◆ Text to read ◆
= = =
Following national reconciliation in 1977, Dr. Hassan al-Turabi, the secretary-general of the Muslim Brotherhood, assumed chairmanship of a committee entrusted with reviewing secular laws to make them consistent with Sharia. The committee drafted seven bills, including the Zakat Fund Bill (zakat; obligatory alms-giving/tax) and the Sources of Judicial Decisions Bill, but the only bill that became law was the Liquor Prohibition Bill. The committee also called for the application of Hudud (Islamic punishments, including amputation and death) and prohibited interest on loans.
During the following six years, no Islamic laws were issued, except the Zakat Fund Bill. But after the appointment of Dr. al-Turabi as attorney general in November 1981, Islamization proceeded and reached its peak in September 1983, when President Numeri issued the proposed Islamic laws by a republican decree. These September Laws made Sharia the country’s law after the People’s Assembly passed the laws, in November 1983, without discussion, including the Sources of Judicial Decisions Law and a new criminal law that included Hudud provisions.
The application of Hudud aroused resentment among secular Muslims as well as non-Muslims. There was concern about the imposition of religious laws on a multi-religious society and concern for the Islamic religion’s reputation. The Hudud application raised strong opposition to the Nimeiri regime, and several judges refused to apply the new provisions. They were discharged, and others, who were ineligible for work in the judiciary, were appointed to continue the Hudud application. This contributed to a reign of terror in the courts. At the same time, many moderate Muslims were excluded from discussing the issue of Islamic law.
In 1985, there was a growing rejection of these laws, and belief in these laws’ injustice continued to grow. Following the overthrow of Nimeiri in 1985, the application of the harsh Islamic penalties was halted. Still, neither the military government that then took power nor the democratically elected Umma party government that followed could abolish Sharia laws. However, that was a key demand of the opposition and the armed movement in the south. When Sadiq al-Mahdi’s government took steps to respond to these demands, Dr. al-Turabi’s party, fearing this new development, launched a coup and took power just before the government began its session to vote on repealing the September Laws. Stoning, flogging, crucifixion, and amputation remain legal punishments in Sudan. After the Naivasha agreement with the SPLM in 2005, Islamic laws no longer applied to the south. Since the secession of South Sudan, while it remained applied in the North.
During Egyptian-British condominium rule, Sudan was divided into eight provinces under the authority of the governor-general. From 1937 to 1942, native administrations were established to provide social services in their areas. In 1943, provincial councils were formed to oversee activities outside the scope of local administration. City councils and municipalities were set up based on the pattern of the British councils. In 1951, the Local Government Act was passed in a serious attempt to adapt the British local government’s principles to the circumstances of a developing country such as Sudan. It relied on the traditional native-administration system consisting of local tribal sheikhs and other dignitaries. Under this system, local tribal leaders enjoyed limited judicial power. District councils were established in 1960. After the 1964 October Revolution, the native-administration system was abolished in some areas. Sudan has now divided administratively into eighteen states, divided into 133 localities.
= = =
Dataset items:
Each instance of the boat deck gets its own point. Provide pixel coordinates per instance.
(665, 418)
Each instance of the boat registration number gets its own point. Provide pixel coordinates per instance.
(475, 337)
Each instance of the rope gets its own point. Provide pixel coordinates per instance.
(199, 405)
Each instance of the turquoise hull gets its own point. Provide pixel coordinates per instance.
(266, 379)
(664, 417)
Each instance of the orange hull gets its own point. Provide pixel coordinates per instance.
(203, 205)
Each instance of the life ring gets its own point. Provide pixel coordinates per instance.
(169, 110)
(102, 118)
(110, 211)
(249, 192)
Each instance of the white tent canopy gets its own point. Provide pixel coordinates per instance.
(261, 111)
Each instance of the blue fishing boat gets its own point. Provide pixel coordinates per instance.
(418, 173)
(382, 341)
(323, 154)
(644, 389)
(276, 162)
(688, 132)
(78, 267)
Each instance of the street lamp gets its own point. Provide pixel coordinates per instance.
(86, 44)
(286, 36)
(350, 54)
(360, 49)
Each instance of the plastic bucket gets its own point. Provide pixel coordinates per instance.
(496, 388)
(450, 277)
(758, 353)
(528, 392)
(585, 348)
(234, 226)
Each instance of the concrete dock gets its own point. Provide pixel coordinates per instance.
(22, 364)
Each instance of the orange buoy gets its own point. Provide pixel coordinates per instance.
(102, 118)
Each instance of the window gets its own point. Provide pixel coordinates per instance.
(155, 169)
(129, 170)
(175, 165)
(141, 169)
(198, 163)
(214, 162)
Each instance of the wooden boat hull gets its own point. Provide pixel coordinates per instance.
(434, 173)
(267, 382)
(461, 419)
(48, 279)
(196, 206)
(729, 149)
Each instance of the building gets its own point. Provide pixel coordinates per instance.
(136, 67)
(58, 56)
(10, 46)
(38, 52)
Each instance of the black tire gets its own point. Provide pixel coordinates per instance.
= = =
◆ Written instruction ◆
Name every punishment that the text on Islamic law in Sudan says remains legal in Sudan.

◆ Response to the exercise ◆
Stoning, flogging, crucifixion, and amputation.